**Problem statement:** Can you recast every row below as a JSON list of strings, one string per line, with blank lines dropped? Leave the pictures out of your answer.

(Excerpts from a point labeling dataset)

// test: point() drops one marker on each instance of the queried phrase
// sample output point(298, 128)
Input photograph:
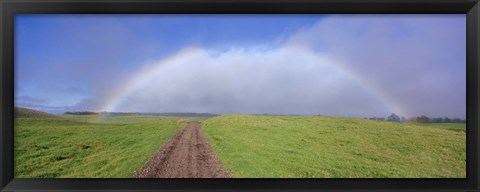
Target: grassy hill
point(30, 113)
point(328, 147)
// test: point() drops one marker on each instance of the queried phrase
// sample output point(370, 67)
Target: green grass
point(449, 126)
point(126, 119)
point(327, 147)
point(47, 148)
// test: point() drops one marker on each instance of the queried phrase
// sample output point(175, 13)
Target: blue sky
point(340, 65)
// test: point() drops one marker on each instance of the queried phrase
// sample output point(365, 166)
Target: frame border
point(8, 9)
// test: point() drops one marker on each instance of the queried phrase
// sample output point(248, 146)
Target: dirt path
point(186, 155)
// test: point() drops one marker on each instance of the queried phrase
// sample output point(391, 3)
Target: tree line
point(419, 119)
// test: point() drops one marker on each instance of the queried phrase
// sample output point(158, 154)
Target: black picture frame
point(8, 9)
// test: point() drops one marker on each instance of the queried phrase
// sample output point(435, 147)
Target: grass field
point(46, 147)
point(327, 147)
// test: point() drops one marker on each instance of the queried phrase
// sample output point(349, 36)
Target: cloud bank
point(344, 65)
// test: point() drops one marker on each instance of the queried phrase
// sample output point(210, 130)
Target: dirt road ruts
point(186, 155)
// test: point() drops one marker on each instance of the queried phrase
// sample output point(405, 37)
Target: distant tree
point(423, 119)
point(393, 117)
point(437, 120)
point(456, 120)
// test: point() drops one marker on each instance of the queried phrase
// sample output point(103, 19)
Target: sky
point(332, 65)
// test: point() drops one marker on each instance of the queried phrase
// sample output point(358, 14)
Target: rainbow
point(152, 70)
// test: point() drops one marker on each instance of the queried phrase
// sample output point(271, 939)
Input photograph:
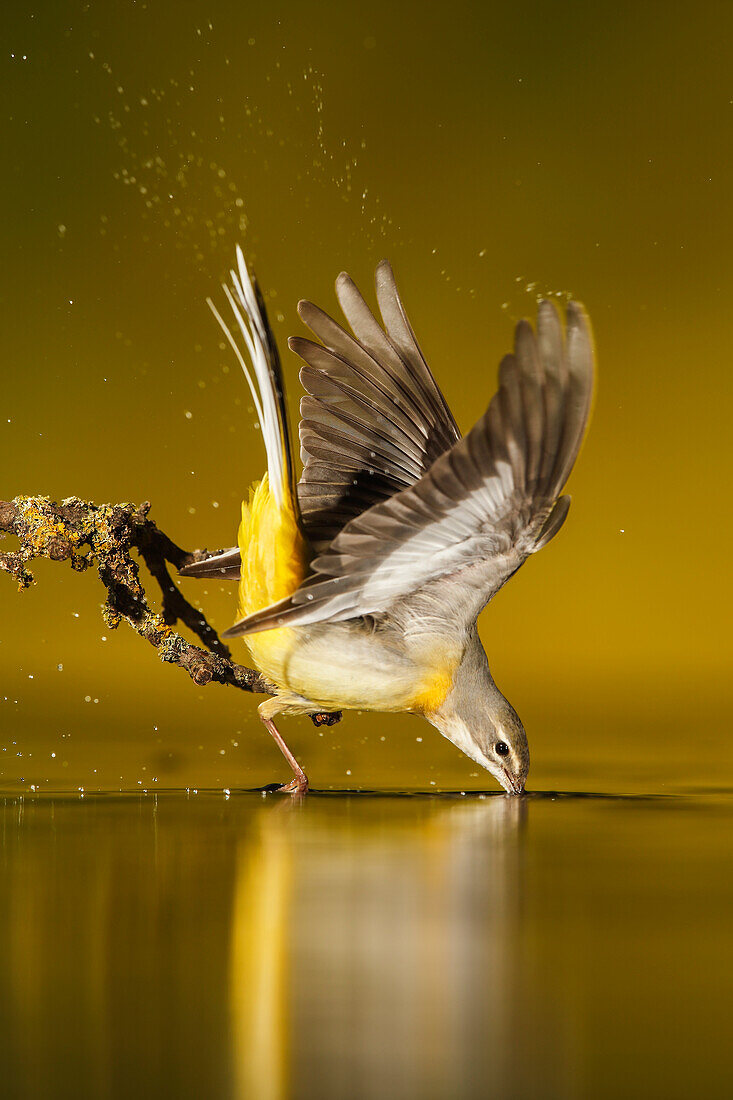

**Exercise response:**
[
  "// test: point() drops one marker on each instance of the queried phrase",
  "// sample output point(298, 128)",
  "Input photograph:",
  "Target: grassy hill",
  "point(30, 113)",
  "point(328, 147)",
  "// test: point() drops one marker on each instance of the queried phrase",
  "// sample output point(370, 67)",
  "Target: green grass",
  "point(449, 126)",
  "point(126, 119)",
  "point(327, 147)",
  "point(47, 148)",
  "// test: point() drops one marker on each instance of the queried phrase",
  "// sample output point(175, 13)",
  "Target: blue sky",
  "point(340, 65)",
  "// test: point() drops one marker on each instance of the queried phrase",
  "// sample output point(365, 166)",
  "Target: frame border",
  "point(8, 9)",
  "// test: point() drops one marker on each instance of the queried phrase",
  "// sample output point(248, 146)",
  "Target: dirt path",
  "point(186, 155)",
  "// test: point() drops one marker on each instance of the queried phrase",
  "// sample output point(391, 3)",
  "Target: tree line",
  "point(419, 119)",
  "// test: point() drops one marker on each instance of the queried phrase",
  "// sample output point(158, 154)",
  "Target: black picture frame",
  "point(8, 9)",
  "// test: point() drops one marker on each instance of the queried phrase",
  "// sample output point(435, 147)",
  "Target: grass field",
  "point(46, 147)",
  "point(327, 147)",
  "// test: point() drops one marker on each instance of the queried phrase",
  "// sample output point(349, 36)",
  "Target: cloud bank",
  "point(344, 65)",
  "// test: point() drops one marker on each instance of the queried phrase",
  "// sample output point(210, 130)",
  "Target: dirt road ruts",
  "point(186, 155)",
  "// test: point() drops one marker on each instance of the queried phrase",
  "// sample output point(405, 37)",
  "Target: distant tree",
  "point(423, 119)",
  "point(393, 117)",
  "point(437, 120)",
  "point(456, 120)",
  "// test: point() drops one marker on each instance of the queried phrase",
  "// sample output point(103, 19)",
  "Target: sky",
  "point(332, 65)",
  "// test: point() drops one marker on each instance of the queried phrase",
  "// sample output point(358, 14)",
  "Target: rainbow",
  "point(152, 70)",
  "// test: point() drops one marker on each instance of the queried phrase",
  "// sample output point(271, 939)",
  "Input photograph:"
]